### [EXERCISE]
Reproduce every entry exactly, without alteration.

Recorded data
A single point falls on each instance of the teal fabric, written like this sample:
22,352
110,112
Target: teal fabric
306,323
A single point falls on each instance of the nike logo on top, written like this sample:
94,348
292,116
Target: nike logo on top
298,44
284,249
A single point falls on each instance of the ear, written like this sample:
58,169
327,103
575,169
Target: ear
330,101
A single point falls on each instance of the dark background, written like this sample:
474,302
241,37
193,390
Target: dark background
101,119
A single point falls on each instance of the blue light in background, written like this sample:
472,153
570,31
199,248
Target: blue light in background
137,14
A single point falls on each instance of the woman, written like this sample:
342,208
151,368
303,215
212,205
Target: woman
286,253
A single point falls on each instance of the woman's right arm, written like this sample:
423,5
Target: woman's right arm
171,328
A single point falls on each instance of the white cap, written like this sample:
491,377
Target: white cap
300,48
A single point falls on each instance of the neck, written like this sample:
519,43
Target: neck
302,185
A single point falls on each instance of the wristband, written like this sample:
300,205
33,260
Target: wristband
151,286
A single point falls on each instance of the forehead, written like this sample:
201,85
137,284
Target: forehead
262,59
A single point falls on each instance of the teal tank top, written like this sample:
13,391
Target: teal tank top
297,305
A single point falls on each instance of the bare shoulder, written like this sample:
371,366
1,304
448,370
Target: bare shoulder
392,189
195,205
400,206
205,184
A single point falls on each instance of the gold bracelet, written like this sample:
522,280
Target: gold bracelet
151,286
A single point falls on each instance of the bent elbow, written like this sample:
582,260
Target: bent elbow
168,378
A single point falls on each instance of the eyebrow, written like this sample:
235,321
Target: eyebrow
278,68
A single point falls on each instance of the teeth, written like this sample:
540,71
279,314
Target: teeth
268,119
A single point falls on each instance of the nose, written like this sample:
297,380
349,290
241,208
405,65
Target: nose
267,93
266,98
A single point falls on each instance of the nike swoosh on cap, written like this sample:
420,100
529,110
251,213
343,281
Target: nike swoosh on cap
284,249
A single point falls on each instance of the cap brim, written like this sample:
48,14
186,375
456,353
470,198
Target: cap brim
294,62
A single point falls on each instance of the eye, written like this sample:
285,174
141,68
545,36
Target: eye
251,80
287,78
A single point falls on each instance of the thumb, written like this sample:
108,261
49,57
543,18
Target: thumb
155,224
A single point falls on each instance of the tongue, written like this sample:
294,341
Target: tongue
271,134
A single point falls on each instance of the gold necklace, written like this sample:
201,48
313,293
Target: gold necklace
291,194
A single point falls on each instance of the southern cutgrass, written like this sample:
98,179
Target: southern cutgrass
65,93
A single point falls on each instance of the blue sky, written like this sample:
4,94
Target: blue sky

### [SOLUTION TO THIS PROBLEM]
A single point falls on each instance of the teal fabric, written like this sample:
22,352
110,112
Target: teal fabric
306,323
A single point falls on each instance of the nike logo on top, written like this sample:
94,348
292,116
Target: nike logo on top
298,44
284,249
A single point falls on each instance of the ear, written like this sample:
58,169
327,103
575,169
Target: ear
330,101
A single point falls on each instance of the dark background, written like this sample:
474,302
241,37
193,390
Target: dark background
101,119
A single point falls on each instance of the blue light in background, written like this sample:
472,153
570,31
199,248
Target: blue light in background
137,14
A single point falls on each instance of the woman, written like this sample:
342,208
151,368
303,215
212,205
Target: woman
286,253
A single point falls on each instance of the woman's right arm, written like this sample:
423,5
Target: woman's right arm
171,328
A single point falls on each instance of the white cap, written like this sample:
491,377
Target: white cap
300,48
A single point falls on each instance of the neck, written like this sample:
519,43
Target: neck
302,185
A single point falls on each instance of the wristband, written like this sample:
300,205
33,260
Target: wristband
151,286
A single point falls on each instance of the forehead, written like this sample:
201,85
137,284
Target: forehead
262,59
A single point falls on each instance of the teal tank top, written like this sample:
13,391
Target: teal tank top
297,305
A single point falls on each instance of the bare shoulder, written like this sample:
371,366
1,304
448,370
Target: bare shoulder
392,189
195,205
400,206
205,184
A single point falls on each instance of the gold bracelet, written like this sample:
522,280
Target: gold bracelet
151,286
A single point falls on each instance of the bent elbow, written like this sample:
582,260
Target: bent elbow
168,378
A single point falls on each instance of the eyebrow, written like this sample:
235,321
Target: eyebrow
278,68
A single point falls on each instance of the teeth, written like this sample:
540,71
279,314
Target: teeth
268,119
A single point falls on each instance of the nose, written like this sample:
297,380
349,290
241,208
405,65
Target: nose
267,93
266,98
A single point falls on each instance of the nike swoosh on cap, written like this sample:
420,100
529,110
251,213
343,281
Target: nike swoosh on cap
284,249
A single point falls on each instance of the cap brim, written like this sample:
48,14
186,375
456,353
470,198
Target: cap brim
294,62
A single point falls on each instance of the eye, written like this sample:
285,174
141,68
545,36
Target: eye
251,80
287,78
A single point falls on each instance of the thumb, written like this sample:
108,261
49,57
543,18
Target: thumb
155,224
A single point falls on each instance of the tongue, written like this sample:
294,341
Target: tongue
271,134
A single point falls on each instance of the gold necklace, written like this sample:
201,48
313,293
Target: gold necklace
291,194
A single point falls on each instance of the southern cutgrass, written like this sample:
98,179
Target: southern cutgrass
65,93
A single point falls on each instance of the blue sky, written like this sample:
4,94
Target: blue sky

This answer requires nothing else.